▸ Stated task
Please pick out each line in the data below that contains the word "sign", and copy those lines.

▸ Working data
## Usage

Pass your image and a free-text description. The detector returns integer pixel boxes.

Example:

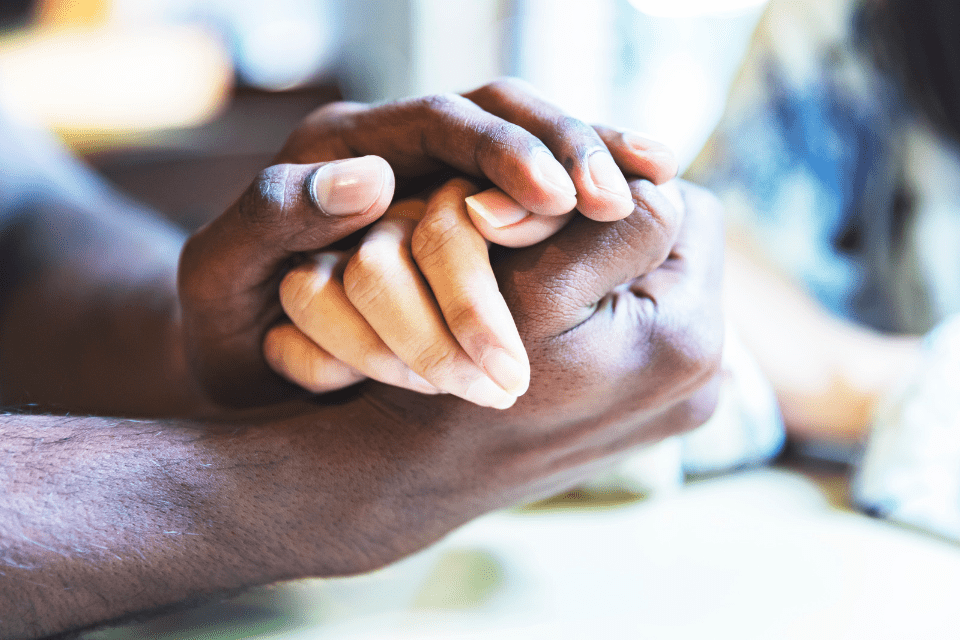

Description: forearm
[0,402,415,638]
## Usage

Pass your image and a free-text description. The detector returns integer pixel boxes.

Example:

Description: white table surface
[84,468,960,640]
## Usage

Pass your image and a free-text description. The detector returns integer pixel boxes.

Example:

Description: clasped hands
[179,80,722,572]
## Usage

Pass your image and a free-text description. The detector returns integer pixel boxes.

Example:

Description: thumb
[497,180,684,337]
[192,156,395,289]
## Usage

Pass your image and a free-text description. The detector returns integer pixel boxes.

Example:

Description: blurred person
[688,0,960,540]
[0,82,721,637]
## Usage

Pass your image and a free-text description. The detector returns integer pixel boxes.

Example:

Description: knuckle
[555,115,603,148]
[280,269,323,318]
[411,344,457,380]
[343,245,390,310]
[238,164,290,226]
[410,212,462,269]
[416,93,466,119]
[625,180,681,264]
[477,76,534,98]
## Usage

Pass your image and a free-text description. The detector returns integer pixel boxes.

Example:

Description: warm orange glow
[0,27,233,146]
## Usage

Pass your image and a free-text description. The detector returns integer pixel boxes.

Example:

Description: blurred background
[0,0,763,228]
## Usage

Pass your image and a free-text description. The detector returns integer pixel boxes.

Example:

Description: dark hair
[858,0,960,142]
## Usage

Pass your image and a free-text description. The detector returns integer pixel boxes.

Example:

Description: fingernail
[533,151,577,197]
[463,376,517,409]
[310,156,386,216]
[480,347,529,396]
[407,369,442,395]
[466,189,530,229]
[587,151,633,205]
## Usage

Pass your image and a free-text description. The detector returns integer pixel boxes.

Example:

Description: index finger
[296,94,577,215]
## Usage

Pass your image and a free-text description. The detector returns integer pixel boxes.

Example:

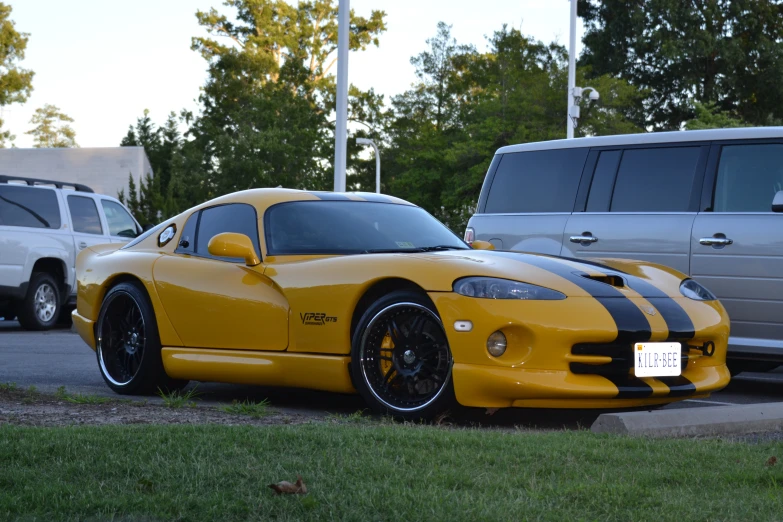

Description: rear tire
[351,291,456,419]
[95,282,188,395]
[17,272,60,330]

--

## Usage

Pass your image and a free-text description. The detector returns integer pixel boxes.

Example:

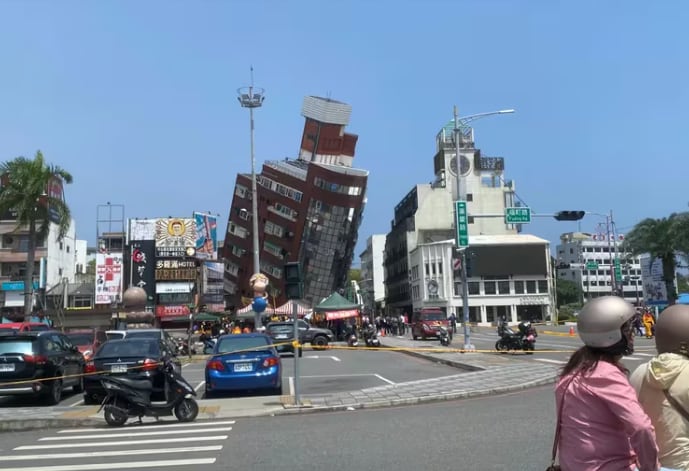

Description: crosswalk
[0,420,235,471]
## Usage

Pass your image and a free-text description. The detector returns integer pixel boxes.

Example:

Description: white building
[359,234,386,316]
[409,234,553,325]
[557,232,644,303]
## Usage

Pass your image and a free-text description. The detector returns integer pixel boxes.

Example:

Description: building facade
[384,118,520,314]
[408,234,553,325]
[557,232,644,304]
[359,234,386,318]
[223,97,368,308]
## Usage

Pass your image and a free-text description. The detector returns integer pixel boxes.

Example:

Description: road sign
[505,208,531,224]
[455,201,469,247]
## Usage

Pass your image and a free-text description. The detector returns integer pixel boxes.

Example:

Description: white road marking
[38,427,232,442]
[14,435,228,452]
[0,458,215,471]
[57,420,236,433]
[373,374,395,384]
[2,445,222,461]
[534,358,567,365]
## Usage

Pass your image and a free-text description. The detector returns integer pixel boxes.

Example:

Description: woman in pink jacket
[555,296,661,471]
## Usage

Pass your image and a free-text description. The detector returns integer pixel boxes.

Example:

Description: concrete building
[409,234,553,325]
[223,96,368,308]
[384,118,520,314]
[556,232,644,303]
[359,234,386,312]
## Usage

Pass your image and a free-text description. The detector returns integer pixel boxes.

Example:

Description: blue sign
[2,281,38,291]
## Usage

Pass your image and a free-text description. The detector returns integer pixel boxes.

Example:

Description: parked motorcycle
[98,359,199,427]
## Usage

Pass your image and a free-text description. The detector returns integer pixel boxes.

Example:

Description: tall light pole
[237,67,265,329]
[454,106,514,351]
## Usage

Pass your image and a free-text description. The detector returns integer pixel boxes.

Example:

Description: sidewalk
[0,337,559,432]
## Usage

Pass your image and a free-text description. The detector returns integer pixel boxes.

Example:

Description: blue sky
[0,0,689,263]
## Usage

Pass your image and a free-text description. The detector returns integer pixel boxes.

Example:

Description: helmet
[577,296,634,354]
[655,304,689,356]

▸ Result of this exercise
Description: road sign
Description: blue sign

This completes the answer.